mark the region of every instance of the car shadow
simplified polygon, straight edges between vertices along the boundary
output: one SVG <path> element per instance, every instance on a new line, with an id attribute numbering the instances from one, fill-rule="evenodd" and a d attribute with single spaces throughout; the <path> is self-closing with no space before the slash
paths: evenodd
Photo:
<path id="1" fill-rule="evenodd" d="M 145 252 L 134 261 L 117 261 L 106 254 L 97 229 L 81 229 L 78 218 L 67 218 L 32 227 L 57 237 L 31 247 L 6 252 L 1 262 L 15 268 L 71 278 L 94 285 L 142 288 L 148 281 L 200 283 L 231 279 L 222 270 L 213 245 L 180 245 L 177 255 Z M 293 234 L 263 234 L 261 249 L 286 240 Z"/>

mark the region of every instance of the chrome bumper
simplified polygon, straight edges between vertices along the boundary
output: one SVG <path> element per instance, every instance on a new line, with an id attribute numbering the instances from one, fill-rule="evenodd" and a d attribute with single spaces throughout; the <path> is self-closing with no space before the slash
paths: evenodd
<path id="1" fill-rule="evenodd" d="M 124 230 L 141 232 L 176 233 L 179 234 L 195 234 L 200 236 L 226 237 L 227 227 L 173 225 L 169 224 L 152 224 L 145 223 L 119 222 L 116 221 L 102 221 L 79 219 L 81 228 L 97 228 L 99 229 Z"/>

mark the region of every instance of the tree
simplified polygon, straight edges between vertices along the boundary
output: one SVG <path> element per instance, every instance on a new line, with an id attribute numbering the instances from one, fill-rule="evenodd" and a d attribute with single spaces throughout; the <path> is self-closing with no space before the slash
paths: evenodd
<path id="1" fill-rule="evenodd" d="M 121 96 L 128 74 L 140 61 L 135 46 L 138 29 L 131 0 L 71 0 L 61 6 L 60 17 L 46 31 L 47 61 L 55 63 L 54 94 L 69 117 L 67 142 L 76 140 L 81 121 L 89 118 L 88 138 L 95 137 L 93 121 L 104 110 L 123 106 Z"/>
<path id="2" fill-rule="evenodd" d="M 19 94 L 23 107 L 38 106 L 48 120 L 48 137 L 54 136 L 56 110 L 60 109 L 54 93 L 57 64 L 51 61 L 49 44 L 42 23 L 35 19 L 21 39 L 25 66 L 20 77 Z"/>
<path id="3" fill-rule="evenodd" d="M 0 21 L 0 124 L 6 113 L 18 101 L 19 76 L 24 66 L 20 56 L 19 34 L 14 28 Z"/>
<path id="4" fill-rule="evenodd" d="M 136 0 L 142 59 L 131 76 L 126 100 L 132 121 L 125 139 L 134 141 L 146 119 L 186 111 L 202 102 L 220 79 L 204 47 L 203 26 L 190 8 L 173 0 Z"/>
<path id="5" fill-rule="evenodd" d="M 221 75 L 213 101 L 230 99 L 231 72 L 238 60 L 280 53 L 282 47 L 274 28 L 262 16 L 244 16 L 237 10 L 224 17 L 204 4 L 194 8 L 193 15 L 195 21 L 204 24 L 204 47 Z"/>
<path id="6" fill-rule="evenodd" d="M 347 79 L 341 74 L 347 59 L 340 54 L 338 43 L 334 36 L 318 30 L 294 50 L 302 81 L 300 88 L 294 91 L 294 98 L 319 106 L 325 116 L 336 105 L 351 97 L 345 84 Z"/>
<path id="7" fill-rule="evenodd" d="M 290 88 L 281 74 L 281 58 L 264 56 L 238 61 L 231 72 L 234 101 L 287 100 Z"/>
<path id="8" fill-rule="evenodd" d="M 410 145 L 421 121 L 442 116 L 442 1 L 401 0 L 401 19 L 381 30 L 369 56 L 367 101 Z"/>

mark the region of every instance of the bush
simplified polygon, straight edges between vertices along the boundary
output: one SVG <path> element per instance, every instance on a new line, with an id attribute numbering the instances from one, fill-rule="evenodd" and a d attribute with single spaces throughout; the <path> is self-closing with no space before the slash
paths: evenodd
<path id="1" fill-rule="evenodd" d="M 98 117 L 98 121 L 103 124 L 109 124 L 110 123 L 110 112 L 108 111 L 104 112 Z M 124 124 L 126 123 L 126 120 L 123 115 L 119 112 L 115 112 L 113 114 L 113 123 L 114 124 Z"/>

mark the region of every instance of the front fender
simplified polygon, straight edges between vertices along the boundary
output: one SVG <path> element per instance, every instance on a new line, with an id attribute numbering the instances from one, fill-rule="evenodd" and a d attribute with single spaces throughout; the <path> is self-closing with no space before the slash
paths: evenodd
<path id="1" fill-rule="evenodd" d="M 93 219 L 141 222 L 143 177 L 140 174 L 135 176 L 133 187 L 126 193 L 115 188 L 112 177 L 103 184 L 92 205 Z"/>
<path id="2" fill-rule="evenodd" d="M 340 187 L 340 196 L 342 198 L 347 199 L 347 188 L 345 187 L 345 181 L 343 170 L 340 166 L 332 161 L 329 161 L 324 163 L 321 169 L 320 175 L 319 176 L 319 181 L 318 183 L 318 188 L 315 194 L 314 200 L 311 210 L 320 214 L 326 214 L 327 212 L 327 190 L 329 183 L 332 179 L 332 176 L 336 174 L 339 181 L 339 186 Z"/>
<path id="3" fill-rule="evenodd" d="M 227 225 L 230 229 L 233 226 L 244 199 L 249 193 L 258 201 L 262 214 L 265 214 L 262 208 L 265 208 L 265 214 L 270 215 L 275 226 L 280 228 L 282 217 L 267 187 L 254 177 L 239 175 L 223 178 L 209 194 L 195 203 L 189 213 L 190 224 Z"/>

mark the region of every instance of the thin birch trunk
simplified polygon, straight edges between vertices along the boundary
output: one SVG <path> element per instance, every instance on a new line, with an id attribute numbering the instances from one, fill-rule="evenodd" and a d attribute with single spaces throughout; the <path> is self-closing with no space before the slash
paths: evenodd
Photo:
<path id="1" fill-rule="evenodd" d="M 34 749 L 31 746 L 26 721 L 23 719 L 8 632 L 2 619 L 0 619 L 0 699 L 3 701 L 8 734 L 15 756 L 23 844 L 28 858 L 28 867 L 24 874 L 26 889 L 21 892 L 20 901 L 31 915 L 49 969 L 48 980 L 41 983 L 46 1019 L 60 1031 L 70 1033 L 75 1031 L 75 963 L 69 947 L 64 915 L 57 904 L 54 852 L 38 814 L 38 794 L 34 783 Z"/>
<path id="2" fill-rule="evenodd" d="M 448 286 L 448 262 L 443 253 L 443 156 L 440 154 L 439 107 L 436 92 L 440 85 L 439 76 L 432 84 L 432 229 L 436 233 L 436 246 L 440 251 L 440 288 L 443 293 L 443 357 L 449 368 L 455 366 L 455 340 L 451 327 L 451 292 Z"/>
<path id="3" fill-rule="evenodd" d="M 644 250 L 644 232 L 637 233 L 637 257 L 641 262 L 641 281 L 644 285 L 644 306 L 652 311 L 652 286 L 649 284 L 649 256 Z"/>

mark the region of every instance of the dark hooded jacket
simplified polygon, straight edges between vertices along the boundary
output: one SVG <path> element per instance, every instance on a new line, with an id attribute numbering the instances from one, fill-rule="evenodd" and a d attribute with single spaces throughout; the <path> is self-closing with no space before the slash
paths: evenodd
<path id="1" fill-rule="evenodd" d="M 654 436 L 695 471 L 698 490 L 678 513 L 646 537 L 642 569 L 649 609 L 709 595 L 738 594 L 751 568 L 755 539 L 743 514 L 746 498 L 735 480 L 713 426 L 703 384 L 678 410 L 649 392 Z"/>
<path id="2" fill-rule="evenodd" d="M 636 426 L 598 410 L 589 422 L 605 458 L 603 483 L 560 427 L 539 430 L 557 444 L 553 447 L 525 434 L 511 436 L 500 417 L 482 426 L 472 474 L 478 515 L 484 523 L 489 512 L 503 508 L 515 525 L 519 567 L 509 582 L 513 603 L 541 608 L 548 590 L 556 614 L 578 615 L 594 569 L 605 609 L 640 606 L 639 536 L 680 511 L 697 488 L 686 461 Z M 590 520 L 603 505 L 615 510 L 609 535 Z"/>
□ □ □
Given instruction >>
Copy the lines from the one containing "mark the region of every instance of the thin" through the one containing "644 250 L 644", inclusive, renaming "polygon" to "outline" and leaving everything else unchanged.

Reply to the task >>
mark the region of every instance of the thin birch trunk
simplified outline, straight edges between vertices along the boundary
output: one SVG <path> element per instance, every instance on a new line, with an id attribute numbering the instances from one, fill-rule="evenodd" and a d attribute with single spaces throughout; the <path> is self-closing with no space before the slash
paths: evenodd
Photo:
<path id="1" fill-rule="evenodd" d="M 34 749 L 31 746 L 26 721 L 23 719 L 8 632 L 2 619 L 0 619 L 0 699 L 3 701 L 8 734 L 15 756 L 23 844 L 28 858 L 28 867 L 24 874 L 26 889 L 21 892 L 20 901 L 31 915 L 49 969 L 48 980 L 41 983 L 46 1019 L 60 1031 L 70 1033 L 75 1031 L 75 963 L 69 947 L 64 915 L 57 904 L 54 852 L 38 814 L 38 794 L 34 783 Z"/>
<path id="2" fill-rule="evenodd" d="M 448 286 L 448 262 L 443 253 L 443 156 L 440 154 L 439 107 L 436 92 L 440 85 L 439 76 L 432 84 L 432 229 L 436 233 L 436 246 L 440 251 L 440 288 L 443 293 L 443 357 L 449 368 L 455 366 L 455 340 L 451 327 L 451 292 Z"/>
<path id="3" fill-rule="evenodd" d="M 644 250 L 644 232 L 637 233 L 637 257 L 641 262 L 641 281 L 644 285 L 644 306 L 652 311 L 652 286 L 649 284 L 649 256 Z"/>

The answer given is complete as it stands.